Data to process:
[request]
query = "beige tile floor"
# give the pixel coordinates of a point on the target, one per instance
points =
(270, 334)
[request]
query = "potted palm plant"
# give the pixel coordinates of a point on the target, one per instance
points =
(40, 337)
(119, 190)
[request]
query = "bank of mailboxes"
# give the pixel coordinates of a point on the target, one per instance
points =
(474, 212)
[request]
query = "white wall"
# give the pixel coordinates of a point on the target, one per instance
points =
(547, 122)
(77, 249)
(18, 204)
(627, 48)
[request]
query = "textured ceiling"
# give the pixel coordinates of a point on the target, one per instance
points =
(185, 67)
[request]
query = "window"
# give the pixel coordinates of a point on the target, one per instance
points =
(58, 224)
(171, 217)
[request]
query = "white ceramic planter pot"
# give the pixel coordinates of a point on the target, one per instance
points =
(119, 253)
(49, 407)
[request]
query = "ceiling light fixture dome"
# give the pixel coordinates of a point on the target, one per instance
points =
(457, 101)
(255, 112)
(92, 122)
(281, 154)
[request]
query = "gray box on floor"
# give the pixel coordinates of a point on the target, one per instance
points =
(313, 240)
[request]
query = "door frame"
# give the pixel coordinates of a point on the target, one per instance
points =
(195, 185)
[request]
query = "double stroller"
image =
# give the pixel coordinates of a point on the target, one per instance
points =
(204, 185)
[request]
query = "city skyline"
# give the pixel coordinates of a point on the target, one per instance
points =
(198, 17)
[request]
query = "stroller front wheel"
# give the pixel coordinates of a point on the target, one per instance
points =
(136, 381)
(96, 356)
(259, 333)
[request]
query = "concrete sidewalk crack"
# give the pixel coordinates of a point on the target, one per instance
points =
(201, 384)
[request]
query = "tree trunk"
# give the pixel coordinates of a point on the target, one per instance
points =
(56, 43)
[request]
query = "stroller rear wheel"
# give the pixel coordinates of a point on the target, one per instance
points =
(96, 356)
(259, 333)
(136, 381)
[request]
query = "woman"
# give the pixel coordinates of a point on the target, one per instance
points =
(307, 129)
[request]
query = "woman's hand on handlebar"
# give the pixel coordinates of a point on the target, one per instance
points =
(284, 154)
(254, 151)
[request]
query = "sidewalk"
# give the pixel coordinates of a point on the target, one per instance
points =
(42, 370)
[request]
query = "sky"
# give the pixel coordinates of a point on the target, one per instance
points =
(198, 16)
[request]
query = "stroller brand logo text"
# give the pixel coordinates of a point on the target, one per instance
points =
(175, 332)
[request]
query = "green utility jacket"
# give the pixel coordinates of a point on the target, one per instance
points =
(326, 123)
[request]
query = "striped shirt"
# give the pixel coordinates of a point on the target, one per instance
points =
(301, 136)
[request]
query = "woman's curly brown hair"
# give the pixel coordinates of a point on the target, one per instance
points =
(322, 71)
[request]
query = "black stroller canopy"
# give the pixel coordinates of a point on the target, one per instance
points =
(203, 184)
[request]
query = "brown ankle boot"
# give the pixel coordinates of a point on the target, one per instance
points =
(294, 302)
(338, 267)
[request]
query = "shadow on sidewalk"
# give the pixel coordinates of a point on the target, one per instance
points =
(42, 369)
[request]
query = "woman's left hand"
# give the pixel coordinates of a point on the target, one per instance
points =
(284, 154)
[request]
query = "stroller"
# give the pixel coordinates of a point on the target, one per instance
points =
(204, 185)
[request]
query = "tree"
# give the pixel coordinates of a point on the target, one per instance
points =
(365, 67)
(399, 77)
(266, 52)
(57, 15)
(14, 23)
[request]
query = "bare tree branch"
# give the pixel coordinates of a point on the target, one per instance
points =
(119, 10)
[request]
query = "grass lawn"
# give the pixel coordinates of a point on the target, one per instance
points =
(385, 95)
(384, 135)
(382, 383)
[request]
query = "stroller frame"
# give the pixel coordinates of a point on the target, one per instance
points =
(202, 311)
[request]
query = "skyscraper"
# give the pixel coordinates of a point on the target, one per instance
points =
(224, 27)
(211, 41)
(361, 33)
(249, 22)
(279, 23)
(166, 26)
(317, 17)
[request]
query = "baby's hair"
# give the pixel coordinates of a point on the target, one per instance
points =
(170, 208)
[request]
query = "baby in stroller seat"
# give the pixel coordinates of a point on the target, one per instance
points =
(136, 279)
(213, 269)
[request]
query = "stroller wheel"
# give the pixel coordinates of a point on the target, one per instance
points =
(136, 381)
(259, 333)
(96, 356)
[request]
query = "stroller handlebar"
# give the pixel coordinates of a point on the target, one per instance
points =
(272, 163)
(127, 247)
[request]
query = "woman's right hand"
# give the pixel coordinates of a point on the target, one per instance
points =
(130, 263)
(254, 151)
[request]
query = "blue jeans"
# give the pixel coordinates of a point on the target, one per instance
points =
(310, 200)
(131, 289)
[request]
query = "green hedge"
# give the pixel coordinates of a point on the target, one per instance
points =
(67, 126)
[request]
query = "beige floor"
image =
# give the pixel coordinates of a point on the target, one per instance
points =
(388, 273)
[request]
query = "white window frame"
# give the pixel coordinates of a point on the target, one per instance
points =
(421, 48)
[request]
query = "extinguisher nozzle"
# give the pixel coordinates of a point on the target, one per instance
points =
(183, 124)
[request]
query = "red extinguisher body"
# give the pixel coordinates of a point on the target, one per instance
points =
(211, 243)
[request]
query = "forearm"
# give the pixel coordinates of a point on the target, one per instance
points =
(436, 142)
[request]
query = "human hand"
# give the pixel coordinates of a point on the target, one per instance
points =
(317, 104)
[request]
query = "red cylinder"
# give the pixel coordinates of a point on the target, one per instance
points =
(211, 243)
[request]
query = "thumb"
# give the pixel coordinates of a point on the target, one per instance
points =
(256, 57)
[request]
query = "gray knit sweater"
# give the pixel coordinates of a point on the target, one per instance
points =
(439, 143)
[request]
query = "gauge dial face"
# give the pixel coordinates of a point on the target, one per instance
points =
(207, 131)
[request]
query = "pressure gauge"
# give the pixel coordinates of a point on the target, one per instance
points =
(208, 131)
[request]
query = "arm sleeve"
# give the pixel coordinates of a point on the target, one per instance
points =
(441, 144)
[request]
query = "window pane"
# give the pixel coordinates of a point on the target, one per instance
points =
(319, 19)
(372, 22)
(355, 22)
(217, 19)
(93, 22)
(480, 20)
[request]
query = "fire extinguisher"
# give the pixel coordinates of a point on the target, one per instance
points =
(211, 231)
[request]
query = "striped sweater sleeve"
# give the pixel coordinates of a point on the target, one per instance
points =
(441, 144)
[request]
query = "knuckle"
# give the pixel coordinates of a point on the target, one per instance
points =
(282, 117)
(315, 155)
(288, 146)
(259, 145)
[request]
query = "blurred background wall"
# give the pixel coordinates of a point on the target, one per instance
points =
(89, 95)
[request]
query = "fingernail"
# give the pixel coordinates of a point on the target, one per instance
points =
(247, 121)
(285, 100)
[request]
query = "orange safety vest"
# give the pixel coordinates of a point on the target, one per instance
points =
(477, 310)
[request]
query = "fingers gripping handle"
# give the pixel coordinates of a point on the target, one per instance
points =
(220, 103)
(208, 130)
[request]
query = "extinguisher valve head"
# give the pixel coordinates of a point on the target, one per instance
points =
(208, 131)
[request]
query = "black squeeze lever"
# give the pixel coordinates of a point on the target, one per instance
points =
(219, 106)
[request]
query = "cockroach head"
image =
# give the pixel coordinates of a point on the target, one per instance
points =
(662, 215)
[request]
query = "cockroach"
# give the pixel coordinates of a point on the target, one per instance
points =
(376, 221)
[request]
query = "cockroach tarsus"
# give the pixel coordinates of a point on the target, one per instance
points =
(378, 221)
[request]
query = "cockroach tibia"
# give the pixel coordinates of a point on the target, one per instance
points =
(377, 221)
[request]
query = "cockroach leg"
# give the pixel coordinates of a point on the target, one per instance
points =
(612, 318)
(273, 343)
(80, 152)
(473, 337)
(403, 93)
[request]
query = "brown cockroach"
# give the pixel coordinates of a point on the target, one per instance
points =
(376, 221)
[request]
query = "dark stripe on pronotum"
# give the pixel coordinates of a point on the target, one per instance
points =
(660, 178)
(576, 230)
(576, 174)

Written exercise: Gather every line of the items above that contains the string "stroller", matching case exactly.

Solution to this problem:
query = "double stroller"
query = "stroller front wheel"
query = "stroller rear wheel"
query = "stroller brand logo text"
query = "black stroller canopy"
query = "stroller"
query = "stroller frame"
query = "baby in stroller seat"
query = "stroller wheel"
query = "stroller handlebar"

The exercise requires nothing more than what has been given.